--- Section du texte ---
■ ■ ■ ■ ■

Non, la France Antarctique ne se situe pas en Antarctique. Mais au bord des côtes brésiliennes, près de Rio de Janeiro, dans la baie de Guanabara de 1555 et 1560. La France s’est aventurée sur tous les continents du monde, alors il est probable que vous ne connaissiez pas cette colonie française.
Premières expéditions françaises au Brésil
Parmi les expéditions françaises à la conquête du nouveau monde, l’une fut la tentative de colonisation dans la région de Rio de Janeiro, au Brésil. C’est le navigateur Binot Paulmier de Gonneville qui, en 1504, fut sûrement le premier Français à accoster au Brésil. Il y passa six mois et revint en France avec Essemeric, fils du chef d’une tribu locale, les Carijós. Après lui, de nombreux marchands s’installèrent là-bas. Depuis 1494, le Brésil était tombé sous la souveraineté portugaise avec le traité de Tordesillas. Mais le roi François Ier voulait s’implanter là-bas. Donc à partir de 1523, le navigateur Verrazano y mena plusieurs expéditions. En 1554, le corsaire français Nicolas Durand de Villegagnon s’aventura en secret sur la côte brésilienne. Il retrouva là-bas plusieurs protestants qui s’y étaient réfugiés et obtint pléthore d’informations utiles à l’établissement d’une colonie.

■ ■ ■ ■ ■

--- Entrées répertoriées ---
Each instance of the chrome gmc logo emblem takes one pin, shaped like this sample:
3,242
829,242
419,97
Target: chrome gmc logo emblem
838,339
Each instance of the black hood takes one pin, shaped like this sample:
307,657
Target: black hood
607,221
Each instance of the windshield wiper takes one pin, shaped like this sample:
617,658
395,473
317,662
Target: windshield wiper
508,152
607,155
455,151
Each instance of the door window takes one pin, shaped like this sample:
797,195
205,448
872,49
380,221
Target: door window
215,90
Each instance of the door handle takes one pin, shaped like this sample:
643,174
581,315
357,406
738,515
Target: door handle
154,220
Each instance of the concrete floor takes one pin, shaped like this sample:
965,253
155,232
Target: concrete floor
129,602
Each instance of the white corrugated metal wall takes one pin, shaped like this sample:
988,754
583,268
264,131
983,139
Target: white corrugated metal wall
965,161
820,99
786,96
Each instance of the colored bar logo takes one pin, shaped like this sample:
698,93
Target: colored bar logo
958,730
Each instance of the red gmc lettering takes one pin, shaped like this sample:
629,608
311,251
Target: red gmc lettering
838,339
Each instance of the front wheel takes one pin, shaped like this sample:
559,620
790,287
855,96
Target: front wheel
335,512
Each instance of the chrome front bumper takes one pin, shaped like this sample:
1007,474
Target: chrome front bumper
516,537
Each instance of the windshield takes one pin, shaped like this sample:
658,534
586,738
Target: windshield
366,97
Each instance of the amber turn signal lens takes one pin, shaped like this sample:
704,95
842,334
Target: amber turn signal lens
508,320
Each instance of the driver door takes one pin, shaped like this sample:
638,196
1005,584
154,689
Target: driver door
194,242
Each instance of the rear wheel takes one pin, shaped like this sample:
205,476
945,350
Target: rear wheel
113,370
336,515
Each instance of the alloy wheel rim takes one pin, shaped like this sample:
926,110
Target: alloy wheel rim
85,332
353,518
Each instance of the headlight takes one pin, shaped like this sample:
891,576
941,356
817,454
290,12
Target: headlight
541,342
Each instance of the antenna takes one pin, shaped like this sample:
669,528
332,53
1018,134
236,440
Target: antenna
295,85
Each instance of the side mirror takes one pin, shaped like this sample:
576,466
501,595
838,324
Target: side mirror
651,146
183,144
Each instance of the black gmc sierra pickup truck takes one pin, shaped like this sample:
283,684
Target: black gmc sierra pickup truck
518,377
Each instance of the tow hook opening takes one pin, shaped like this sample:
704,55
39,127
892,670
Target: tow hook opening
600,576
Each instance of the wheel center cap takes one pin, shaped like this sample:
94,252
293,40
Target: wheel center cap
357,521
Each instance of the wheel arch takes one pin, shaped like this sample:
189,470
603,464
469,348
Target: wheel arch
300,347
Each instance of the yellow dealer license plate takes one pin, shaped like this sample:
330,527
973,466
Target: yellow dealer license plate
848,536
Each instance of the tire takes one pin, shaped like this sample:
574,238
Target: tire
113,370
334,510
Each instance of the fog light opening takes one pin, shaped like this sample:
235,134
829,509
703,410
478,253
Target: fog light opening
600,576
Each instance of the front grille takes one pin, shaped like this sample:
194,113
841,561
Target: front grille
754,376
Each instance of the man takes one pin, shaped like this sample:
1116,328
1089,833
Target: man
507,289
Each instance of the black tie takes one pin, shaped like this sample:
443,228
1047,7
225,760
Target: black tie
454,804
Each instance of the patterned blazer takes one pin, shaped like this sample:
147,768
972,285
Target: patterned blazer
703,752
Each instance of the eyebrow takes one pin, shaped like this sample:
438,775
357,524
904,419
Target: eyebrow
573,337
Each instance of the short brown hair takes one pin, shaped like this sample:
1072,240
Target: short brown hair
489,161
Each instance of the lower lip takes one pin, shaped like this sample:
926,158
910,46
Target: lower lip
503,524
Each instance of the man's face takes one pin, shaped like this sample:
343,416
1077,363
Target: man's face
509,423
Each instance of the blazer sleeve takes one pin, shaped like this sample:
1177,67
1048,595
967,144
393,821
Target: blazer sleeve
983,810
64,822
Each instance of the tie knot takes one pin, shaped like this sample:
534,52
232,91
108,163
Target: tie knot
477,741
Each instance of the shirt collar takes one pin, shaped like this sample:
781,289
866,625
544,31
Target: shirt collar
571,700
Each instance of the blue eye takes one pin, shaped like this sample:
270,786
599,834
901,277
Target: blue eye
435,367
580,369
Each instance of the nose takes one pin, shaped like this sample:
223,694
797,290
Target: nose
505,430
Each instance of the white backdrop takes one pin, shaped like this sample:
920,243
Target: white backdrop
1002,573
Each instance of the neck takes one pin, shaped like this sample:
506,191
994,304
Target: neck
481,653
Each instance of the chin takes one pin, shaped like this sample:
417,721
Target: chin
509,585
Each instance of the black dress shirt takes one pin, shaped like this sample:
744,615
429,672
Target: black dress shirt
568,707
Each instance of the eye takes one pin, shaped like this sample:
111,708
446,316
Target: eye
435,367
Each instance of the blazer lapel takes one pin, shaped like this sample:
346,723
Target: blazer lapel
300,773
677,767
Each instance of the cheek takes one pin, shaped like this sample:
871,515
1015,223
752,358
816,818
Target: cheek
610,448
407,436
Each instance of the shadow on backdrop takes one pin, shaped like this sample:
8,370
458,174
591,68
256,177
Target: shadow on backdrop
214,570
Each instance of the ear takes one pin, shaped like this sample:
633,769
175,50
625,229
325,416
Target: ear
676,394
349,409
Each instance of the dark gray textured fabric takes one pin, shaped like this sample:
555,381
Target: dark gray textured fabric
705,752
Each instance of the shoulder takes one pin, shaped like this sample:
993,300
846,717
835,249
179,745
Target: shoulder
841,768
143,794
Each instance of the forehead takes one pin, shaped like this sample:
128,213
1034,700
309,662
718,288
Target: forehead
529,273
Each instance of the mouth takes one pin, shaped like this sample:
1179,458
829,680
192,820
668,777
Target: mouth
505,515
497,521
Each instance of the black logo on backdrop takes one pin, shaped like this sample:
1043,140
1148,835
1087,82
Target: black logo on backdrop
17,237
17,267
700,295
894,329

■ ■ ■ ■ ■

--- Consignes ---
[a] Renvoyez le passage du texte sur la France Antarctique qui commence à « Non, la France » et se termine à « cette colonie française. ».
[b] Répondez brièvement à ces questions sur le texte consacré à la France Antarctique :
(i) Dans quelle baie se trouvait la colonie ?
(ii) En quelle année Binot Paulmier de Gonneville accosta-t-il au Brésil ?
(iii) Quel traité plaça le Brésil sous souveraineté portugaise ?

--- Réponses fournies ---
[a]
Non, la France Antarctique ne se situe pas en Antarctique. Mais au bord des côtes brésiliennes, près de Rio de Janeiro, dans la baie de Guanabara de 1555 et 1560. La France s’est aventurée sur tous les continents du monde, alors il est probable que vous ne connaissiez pas cette colonie française.

[b]
(i) Dans la baie de Guanabara.
(ii) En 1504.
(iii) Le traité de Tordesillas.